_AIM OF THE EXERCISE_. In your copy, repeat each record exactly and include no pictures.

[Point localization data]

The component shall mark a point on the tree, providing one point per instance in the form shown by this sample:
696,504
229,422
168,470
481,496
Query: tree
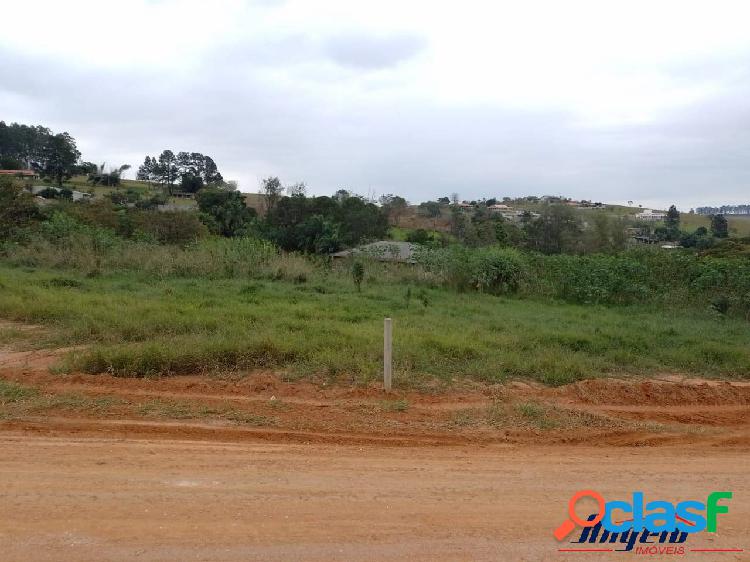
672,220
272,189
297,189
719,226
358,274
166,170
556,230
193,170
60,157
225,212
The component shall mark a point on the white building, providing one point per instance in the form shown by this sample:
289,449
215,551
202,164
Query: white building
649,215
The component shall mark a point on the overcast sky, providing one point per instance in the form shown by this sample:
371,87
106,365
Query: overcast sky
646,101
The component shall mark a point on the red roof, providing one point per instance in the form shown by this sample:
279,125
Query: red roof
18,172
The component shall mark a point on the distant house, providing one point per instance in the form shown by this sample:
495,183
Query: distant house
499,207
649,215
77,195
384,250
25,174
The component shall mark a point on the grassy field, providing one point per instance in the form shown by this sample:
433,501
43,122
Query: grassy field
134,325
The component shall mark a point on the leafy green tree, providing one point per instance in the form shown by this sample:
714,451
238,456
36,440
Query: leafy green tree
165,170
672,221
557,230
719,226
225,212
419,236
394,206
60,158
273,190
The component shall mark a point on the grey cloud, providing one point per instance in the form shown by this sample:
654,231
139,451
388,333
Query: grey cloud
254,125
371,51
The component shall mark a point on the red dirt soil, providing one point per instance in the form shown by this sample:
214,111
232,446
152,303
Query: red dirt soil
477,472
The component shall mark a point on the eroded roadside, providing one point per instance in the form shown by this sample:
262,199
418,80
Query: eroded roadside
262,406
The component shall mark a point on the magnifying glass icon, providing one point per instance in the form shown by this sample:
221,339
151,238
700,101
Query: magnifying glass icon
570,524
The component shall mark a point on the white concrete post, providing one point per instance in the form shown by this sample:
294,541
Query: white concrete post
387,355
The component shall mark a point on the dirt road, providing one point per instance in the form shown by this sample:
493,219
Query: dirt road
87,498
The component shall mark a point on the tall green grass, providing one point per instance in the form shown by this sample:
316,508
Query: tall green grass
314,323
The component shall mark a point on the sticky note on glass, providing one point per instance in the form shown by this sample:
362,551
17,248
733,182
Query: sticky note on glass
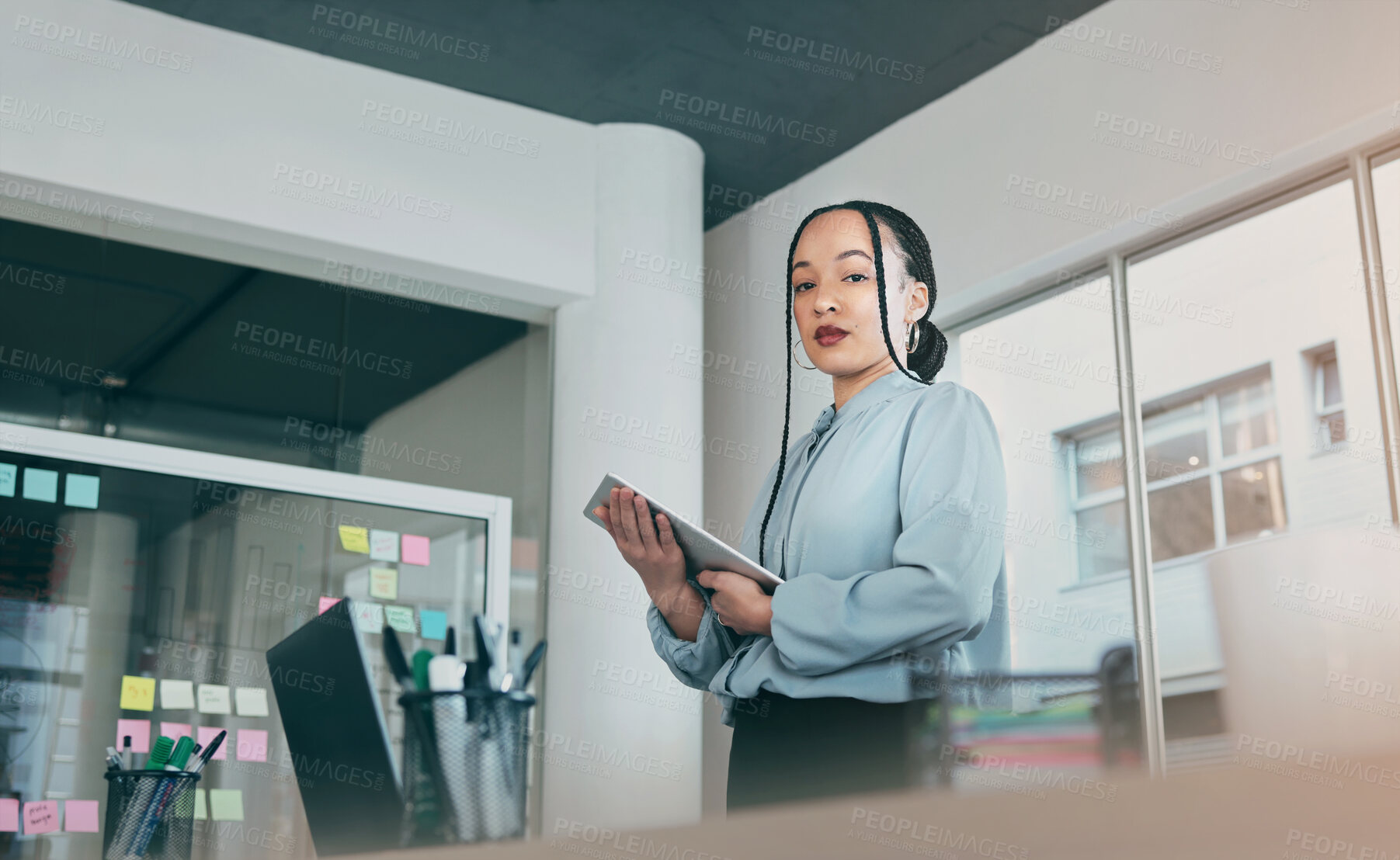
41,484
177,730
177,695
80,817
41,817
434,624
137,694
401,619
80,491
384,584
252,746
353,539
416,550
226,804
205,734
369,617
384,546
252,701
213,698
141,732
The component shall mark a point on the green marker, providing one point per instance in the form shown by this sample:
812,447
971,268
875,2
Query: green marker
160,753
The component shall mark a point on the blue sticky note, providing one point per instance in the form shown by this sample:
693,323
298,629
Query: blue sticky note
41,484
434,624
80,491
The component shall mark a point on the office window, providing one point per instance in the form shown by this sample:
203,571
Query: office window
1213,474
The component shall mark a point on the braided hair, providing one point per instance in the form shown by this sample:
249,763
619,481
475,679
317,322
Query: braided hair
912,248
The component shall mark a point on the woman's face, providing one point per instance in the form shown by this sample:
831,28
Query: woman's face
833,296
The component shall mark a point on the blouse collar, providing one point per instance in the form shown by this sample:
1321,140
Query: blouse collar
880,390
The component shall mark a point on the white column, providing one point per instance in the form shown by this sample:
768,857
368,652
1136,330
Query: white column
618,727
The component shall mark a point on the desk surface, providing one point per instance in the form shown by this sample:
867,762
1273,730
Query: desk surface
1276,807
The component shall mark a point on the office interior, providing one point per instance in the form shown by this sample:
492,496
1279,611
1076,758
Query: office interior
279,276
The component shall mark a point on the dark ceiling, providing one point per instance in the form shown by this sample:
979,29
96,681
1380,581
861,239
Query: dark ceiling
840,69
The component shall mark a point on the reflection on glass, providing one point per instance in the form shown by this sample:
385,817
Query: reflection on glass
1180,519
1047,376
1248,415
1102,556
127,572
1248,314
1100,462
1385,181
1253,501
1175,441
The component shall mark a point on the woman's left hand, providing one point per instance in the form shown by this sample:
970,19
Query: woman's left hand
739,602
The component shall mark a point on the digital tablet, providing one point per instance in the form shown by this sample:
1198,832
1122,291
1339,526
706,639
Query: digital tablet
703,551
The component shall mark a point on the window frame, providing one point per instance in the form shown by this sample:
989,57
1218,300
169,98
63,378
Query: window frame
1215,465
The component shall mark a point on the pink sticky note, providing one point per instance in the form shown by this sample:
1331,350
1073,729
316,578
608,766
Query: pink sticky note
141,732
41,817
80,817
415,550
252,746
206,733
177,730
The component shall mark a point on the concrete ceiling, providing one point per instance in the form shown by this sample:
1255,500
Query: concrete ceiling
829,73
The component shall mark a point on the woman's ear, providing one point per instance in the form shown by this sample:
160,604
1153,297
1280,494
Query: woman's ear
917,301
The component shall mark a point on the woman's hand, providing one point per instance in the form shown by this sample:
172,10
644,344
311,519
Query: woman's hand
739,602
657,558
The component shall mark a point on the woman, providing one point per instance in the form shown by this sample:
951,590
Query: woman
885,523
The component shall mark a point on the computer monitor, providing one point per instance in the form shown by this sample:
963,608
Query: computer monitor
336,734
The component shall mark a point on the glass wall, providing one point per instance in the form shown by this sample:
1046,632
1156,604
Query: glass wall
192,582
1260,420
1037,718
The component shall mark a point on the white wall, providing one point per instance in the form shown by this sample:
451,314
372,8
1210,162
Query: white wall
200,158
1294,84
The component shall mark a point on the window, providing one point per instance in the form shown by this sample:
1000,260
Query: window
1213,474
1329,415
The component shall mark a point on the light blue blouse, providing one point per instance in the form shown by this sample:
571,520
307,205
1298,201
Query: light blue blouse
888,530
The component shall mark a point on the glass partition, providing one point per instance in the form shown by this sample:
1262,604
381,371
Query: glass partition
137,603
1049,706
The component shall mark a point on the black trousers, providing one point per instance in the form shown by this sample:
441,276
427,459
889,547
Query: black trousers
788,750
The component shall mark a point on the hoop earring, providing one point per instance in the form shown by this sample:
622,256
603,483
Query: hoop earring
794,357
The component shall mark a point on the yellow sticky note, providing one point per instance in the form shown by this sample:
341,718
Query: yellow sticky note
226,804
384,584
137,694
355,539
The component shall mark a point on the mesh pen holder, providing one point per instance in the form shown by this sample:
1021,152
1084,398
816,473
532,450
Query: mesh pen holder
150,816
481,740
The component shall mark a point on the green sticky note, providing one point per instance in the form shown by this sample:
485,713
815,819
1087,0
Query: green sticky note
226,804
80,491
401,619
434,624
41,484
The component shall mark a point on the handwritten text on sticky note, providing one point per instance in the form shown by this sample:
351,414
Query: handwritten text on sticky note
137,694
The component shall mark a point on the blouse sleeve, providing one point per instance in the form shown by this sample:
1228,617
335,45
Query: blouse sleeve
952,497
692,663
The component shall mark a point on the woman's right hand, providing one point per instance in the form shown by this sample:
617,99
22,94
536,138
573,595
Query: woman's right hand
657,558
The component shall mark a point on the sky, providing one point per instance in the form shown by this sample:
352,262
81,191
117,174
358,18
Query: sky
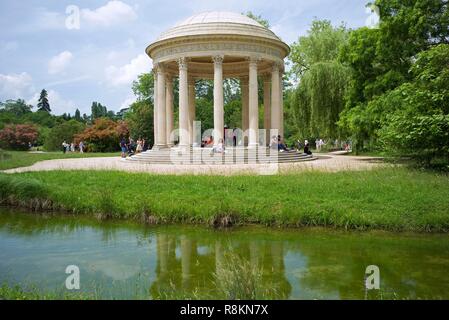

_SOLUTION TO THIS PROBLEM_.
The component shall mark a point on the tree, providing one point per instance in the form shown by this sample:
696,504
229,422
168,470
481,496
Query: tree
672,220
272,189
297,189
719,226
358,274
166,170
556,230
193,170
60,157
225,212
The component shall mark a point on the white building, providing one point per instance in the form shown by this sample:
289,449
215,551
202,164
Query: white building
649,215
The component shall mark a point on the overcast sky, providing one point per instance in the form shown by this sample:
371,87
106,365
Query: overcast sky
646,101
The component shall mark a point on the red roof, providing one point per instance in the form shown by this sample:
279,125
Query: red roof
18,172
The component shall mark a point on the distant house, providing one point per instance in the form shown by this sample:
495,183
Query: distant house
499,207
649,215
77,195
384,250
25,174
The component shall mark a point on the grassy field, providing one point per instance in the form shown by this sample:
433,501
43,122
Query: grassy field
134,325
The component shall mark a point on the leafy green tree, providing one point per instance in the form shown by this sample:
714,451
238,456
36,440
Query: leafy green tree
165,170
672,221
557,230
719,226
225,212
419,236
394,206
60,158
273,190
The component shall mark a point on the grey cloud, providing one point per instance in the form shown by this sample:
654,231
139,451
388,333
Query: grey cloud
254,125
371,51
The component shall mark a point on the red dirt soil, providing one point per instance in the form shown by this sample:
214,111
232,446
152,303
Query: red dirt soil
477,472
The component shall mark a point on the eroded roadside, providing one point per instance in the form shown by this sample:
262,199
418,80
Query: eroded roadside
262,406
The component shall mark a point on the magnifying glass icon, providing one point per instance in the form shown by this sample:
221,339
151,238
700,101
Query: magnifying glass icon
570,524
The component shall mark a point on the white concrete post, providing one point per instance in the form shown by this sample:
294,541
Query: white concrete post
387,355
The component shall mark a point on the dirt road, providing one point per instance in the form shown by this sample:
493,219
Query: dirt road
87,498
The component shall mark a point on the tall green grass, providing one point per instance in the form shown by this sample:
316,508
Query: tall green grass
314,323
The component shall mark a point on the sticky note on glass, providing one point per instance in the form shown by this sample:
362,551
17,248
733,182
Query: sticky note on glass
41,484
177,730
177,695
80,817
41,817
434,624
137,694
401,619
80,491
384,584
252,746
353,539
416,550
226,804
205,734
369,617
384,546
252,701
213,698
141,732
The component shall mark a point on the green marker, providing one point per instance in the form shown by this sample:
812,447
971,268
875,2
Query: green marker
160,753
The component shall mark a point on the blue sticky note, providing one point per instance in the form shown by this sample:
693,323
298,629
Query: blue sticky note
41,484
434,624
80,491
The component shall mark a point on the office window, providing one point per instance in the form shown by this sample:
203,571
Query: office window
1213,474
The component shall mark a point on the braided hair, providing one point per instance in the form shown by this sample:
249,763
619,481
475,679
317,322
Query: braided hair
912,248
The component shall mark a point on the woman's face, providing one point per instance in the form shown by this sample:
831,28
Query: woman's face
833,296
The component shall mark a point on the blouse collar, providing one point per instance in the form shown by this sample:
1321,140
Query: blouse collar
880,390
The component shall mark a point on the white column, providing one point per instance in the form shown by this sample:
768,857
368,652
1136,330
Query: white column
618,727
The component shall mark a point on the desk surface, providing one point per instance in the form shown by this sample:
867,762
1273,730
Query: desk surface
1276,807
The component shall mark a point on the office interior, providing one point per instance in the form shown by this sample:
492,496
1279,611
1076,758
Query: office interior
279,276
The component shall mark a point on the dark ceiling, providing one point per instance in the form shown by this sample:
979,29
96,681
1380,581
861,239
Query: dark ceiling
840,69
The component shall mark a point on the reflection on glass, providing one point per instance in the form shown by this sample:
385,817
Query: reflection on glass
1180,519
1047,376
1248,415
1102,556
127,572
1248,314
1100,462
1385,181
1253,501
1175,441
The component shall mark a point on the woman's left hand, providing one point per instance in the form shown by this sample:
970,19
Query: woman's left hand
739,602
The component shall mark a point on the digital tablet, providing one point per instance in the form shown by this sample:
1198,832
1122,291
1339,526
706,639
Query: digital tablet
703,551
The component shall mark a point on the window frame, providing one point per instance in the form shown by this sample:
989,57
1218,300
169,98
63,378
Query: window frame
1215,465
The component shall mark a point on the pink sticky note, providing one point per instance in the form shown by this sample:
1331,350
1073,729
316,578
608,766
Query: pink sticky note
141,732
41,817
80,817
415,550
252,746
206,733
177,730
The component shall mark a point on the concrete ceiling, providing one point per instance in the form shown by this sample:
1255,500
Query: concrete ceiling
829,73
The component shall mark a point on the woman's ear, providing one point per instance in the form shown by this sample:
160,604
1153,297
1280,494
Query: woman's ear
917,301
The component shall mark a point on the woman's hand, providing one point per instance in the form shown by this sample:
172,10
644,344
311,519
Query: woman's hand
739,602
657,558
The component shall mark a point on the woman, providing one point per instance in the form shown by this sample:
951,590
Query: woman
885,523
The component shall mark a point on the computer monitor, providing one point per instance in the form shown by this sample:
963,608
Query: computer monitor
336,734
The component shall mark a point on the glass wall, providing one point per instance in the form shown by this sample:
1046,632
1156,604
Query: glass wall
192,582
1260,420
1037,718
The component shall mark a point on the white wall, providing one point per instance in the form shown by this sample:
451,314
372,8
1210,162
Query: white wall
200,158
1294,84
The component shall mark a point on the window, providing one point per instance in the form shown by this sample:
1000,260
Query: window
1213,474
1329,415
The component shall mark a point on the light blue blouse, providing one point per instance in the form shown by this sample:
571,520
307,205
1298,201
Query: light blue blouse
888,530
The component shall mark a point on the glass partition, providing one point per instance in the form shown by this sample:
1262,604
381,371
Query: glass partition
137,603
1049,706
The component shall mark a point on the black trousers, providing one point per instance in the form shown by this sample:
441,276
427,459
889,547
Query: black trousers
788,750
The component shall mark a point on the hoop earring, providing one point per instance in the form shown by this sample:
622,256
603,483
Query: hoop earring
794,357
The component shall mark a point on the yellow sticky note, providing one point per instance in the form shown by this sample:
341,718
Query: yellow sticky note
226,804
384,584
137,694
355,539
The component shall mark a point on the mesh pen holder, providing one point per instance in the form shown by this sample:
1021,152
1084,398
816,473
532,450
Query: mesh pen holder
150,816
481,740
The component shall mark a point on the green sticky note, providing one point per instance in the form shown by this sample:
485,713
815,819
1087,0
Query: green sticky note
226,804
80,491
401,619
434,624
41,484
The component shall mark a point on the handwritten text on sticky note, providing one point per instance in the form shown by this sample:
351,414
Query: handwritten text on sticky note
137,694
The component shall mark a point on the blouse sleeve, providing one point per instance in the form shown by this sample:
1228,617
335,45
Query: blouse sleeve
952,497
692,663
The component shall mark a point on the woman's right hand, providing one point per instance in the form shown by this sample:
617,99
22,94
536,138
573,595
Query: woman's right hand
657,558
The component shall mark a point on the sky, providing one point per instance in the form shown by this sample:
352,262
81,191
117,174
358,18
Query: sky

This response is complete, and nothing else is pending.